Rewrite the rows starting at the line that contains "112, row 549." and ending at the last row, swapping "keypoint" for "marker" and leaving everything else the same.

[Rows in a dataset]
++++

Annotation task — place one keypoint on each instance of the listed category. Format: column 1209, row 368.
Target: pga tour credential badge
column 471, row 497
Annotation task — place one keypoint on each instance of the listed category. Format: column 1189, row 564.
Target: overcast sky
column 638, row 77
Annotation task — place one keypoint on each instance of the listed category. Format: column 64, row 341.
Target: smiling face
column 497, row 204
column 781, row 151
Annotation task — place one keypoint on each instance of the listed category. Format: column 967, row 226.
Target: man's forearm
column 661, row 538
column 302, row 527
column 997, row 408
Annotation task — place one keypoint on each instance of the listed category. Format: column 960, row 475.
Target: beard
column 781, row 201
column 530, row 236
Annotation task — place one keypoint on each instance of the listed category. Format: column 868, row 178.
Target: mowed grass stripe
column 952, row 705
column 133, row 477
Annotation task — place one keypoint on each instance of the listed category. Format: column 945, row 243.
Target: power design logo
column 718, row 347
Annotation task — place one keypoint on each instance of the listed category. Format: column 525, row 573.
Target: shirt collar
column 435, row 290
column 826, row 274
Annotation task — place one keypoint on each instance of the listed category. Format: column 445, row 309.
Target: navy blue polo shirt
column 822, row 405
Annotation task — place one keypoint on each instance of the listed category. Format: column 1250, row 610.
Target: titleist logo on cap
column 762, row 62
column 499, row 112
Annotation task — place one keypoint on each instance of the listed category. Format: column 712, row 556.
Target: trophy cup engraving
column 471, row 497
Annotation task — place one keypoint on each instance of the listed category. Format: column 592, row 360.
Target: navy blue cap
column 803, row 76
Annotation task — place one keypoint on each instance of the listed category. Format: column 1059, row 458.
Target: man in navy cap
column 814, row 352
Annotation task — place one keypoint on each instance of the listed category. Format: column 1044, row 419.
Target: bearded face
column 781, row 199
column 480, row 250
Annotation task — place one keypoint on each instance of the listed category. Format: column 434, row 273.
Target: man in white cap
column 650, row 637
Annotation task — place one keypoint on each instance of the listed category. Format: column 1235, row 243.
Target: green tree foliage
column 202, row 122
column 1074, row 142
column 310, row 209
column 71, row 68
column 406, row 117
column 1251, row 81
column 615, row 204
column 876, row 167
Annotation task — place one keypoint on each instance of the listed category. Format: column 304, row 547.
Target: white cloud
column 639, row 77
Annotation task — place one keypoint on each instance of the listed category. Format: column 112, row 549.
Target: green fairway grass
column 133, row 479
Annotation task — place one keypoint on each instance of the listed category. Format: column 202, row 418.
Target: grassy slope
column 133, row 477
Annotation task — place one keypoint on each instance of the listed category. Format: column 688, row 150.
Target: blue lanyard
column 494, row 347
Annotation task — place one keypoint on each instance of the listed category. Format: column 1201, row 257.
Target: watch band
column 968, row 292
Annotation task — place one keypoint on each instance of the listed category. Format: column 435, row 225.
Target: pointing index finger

++++

## COMPLETE ANSWER
Annotation task — place one marker on each instance of the listed category. Format: column 112, row 549.
Target: green fairway grass
column 133, row 479
Annotation task — place one marker on each instance of the listed category. Format: column 202, row 418.
Target: grassy slope
column 133, row 477
Annotation task — place one marker on each instance of the listed category. Format: column 688, row 150.
Target: blue lanyard
column 494, row 347
Annotation task — place one marker on each instance of the listed category. Format: column 1201, row 257.
Target: watch band
column 968, row 292
Annotation task — place one marker on each instance of the listed category. Format: column 435, row 225.
Target: pointing index finger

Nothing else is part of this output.